◆ **TO BE DONE**: Below is a block of records; repeat all of them exactly.

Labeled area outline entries
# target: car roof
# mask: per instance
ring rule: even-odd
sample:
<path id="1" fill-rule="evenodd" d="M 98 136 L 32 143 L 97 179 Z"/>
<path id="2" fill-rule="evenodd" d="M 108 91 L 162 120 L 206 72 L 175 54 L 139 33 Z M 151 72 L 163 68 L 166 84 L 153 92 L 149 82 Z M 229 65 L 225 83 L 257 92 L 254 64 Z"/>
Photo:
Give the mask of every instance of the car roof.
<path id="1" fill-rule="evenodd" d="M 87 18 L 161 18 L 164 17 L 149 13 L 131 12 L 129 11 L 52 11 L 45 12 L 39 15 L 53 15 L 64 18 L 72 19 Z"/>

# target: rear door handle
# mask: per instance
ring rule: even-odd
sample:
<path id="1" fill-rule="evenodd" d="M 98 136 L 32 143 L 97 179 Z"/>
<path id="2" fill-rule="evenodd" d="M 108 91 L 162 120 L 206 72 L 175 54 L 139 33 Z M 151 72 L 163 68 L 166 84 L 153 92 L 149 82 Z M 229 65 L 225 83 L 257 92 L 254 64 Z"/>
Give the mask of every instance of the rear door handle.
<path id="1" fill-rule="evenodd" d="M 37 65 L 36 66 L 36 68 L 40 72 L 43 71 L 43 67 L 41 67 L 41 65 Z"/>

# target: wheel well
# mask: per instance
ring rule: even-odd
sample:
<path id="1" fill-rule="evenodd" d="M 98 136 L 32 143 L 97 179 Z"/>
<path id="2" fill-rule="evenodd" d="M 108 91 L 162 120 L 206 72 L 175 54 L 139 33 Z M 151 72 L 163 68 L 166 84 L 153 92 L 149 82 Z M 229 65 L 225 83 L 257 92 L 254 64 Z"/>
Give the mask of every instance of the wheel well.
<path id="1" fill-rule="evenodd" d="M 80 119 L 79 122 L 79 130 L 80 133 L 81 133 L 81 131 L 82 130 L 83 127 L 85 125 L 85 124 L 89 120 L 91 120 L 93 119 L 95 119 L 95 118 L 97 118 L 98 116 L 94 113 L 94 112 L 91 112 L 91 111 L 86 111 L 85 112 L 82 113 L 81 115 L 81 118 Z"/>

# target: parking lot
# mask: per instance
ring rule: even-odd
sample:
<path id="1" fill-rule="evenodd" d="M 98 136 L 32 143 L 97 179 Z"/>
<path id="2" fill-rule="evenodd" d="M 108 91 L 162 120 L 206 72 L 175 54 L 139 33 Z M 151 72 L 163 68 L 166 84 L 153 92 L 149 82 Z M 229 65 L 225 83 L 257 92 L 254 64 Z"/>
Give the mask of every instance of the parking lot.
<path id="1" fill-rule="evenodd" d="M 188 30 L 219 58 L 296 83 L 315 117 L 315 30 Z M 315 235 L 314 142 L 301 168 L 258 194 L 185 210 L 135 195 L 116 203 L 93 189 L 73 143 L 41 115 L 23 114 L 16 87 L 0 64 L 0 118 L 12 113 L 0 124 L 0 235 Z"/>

◆ **FULL OUTPUT**:
# target: car roof
# mask: per instance
ring rule: even-odd
sample:
<path id="1" fill-rule="evenodd" d="M 98 136 L 32 143 L 97 179 Z"/>
<path id="2" fill-rule="evenodd" d="M 108 91 L 162 120 L 206 72 L 175 54 L 139 33 Z M 151 72 L 163 68 L 166 84 L 153 92 L 149 82 Z M 229 65 L 225 83 L 257 92 L 254 64 Z"/>
Photo:
Give the mask of every instance of the car roof.
<path id="1" fill-rule="evenodd" d="M 87 18 L 161 18 L 164 17 L 149 13 L 131 12 L 129 11 L 52 11 L 45 12 L 39 15 L 53 15 L 64 18 L 72 19 Z"/>

# target: rear door handle
# mask: per instance
ring rule: even-odd
sample:
<path id="1" fill-rule="evenodd" d="M 98 136 L 32 143 L 97 179 Z"/>
<path id="2" fill-rule="evenodd" d="M 108 91 L 162 120 L 206 72 L 175 54 L 139 33 Z M 151 72 L 163 68 L 166 84 L 153 92 L 149 82 Z M 229 65 L 225 83 L 257 92 L 254 64 Z"/>
Give the mask of every instance of the rear door handle.
<path id="1" fill-rule="evenodd" d="M 37 65 L 36 66 L 36 68 L 40 72 L 43 71 L 43 67 L 41 67 L 41 65 Z"/>

# target: wheel well
# mask: per instance
ring rule: even-odd
sample:
<path id="1" fill-rule="evenodd" d="M 98 136 L 32 143 L 97 179 Z"/>
<path id="2" fill-rule="evenodd" d="M 108 91 L 162 120 L 206 72 L 175 54 L 139 33 Z M 151 72 L 163 68 L 166 84 L 153 92 L 149 82 Z M 229 65 L 225 83 L 257 92 L 254 64 Z"/>
Give the mask of every instance of the wheel well.
<path id="1" fill-rule="evenodd" d="M 80 119 L 79 122 L 79 130 L 80 133 L 81 133 L 81 131 L 82 130 L 83 127 L 85 125 L 85 124 L 89 120 L 91 120 L 93 119 L 95 119 L 95 118 L 97 118 L 98 116 L 94 113 L 94 112 L 91 112 L 91 111 L 86 111 L 85 112 L 82 113 L 81 115 L 81 118 Z"/>

# target: parking lot
# mask: per instance
ring rule: even-odd
sample:
<path id="1" fill-rule="evenodd" d="M 98 136 L 32 143 L 97 179 Z"/>
<path id="2" fill-rule="evenodd" d="M 108 91 L 162 120 L 206 72 L 175 54 L 139 33 Z M 151 72 L 163 68 L 166 84 L 153 92 L 149 82 Z M 229 65 L 225 83 L 257 92 L 254 64 Z"/>
Give the mask of every instance of the parking lot.
<path id="1" fill-rule="evenodd" d="M 188 30 L 219 58 L 296 83 L 315 117 L 315 30 Z M 315 235 L 314 142 L 301 168 L 258 194 L 185 210 L 135 195 L 116 203 L 93 189 L 73 143 L 41 115 L 23 114 L 16 87 L 0 64 L 0 118 L 12 113 L 0 124 L 0 235 Z"/>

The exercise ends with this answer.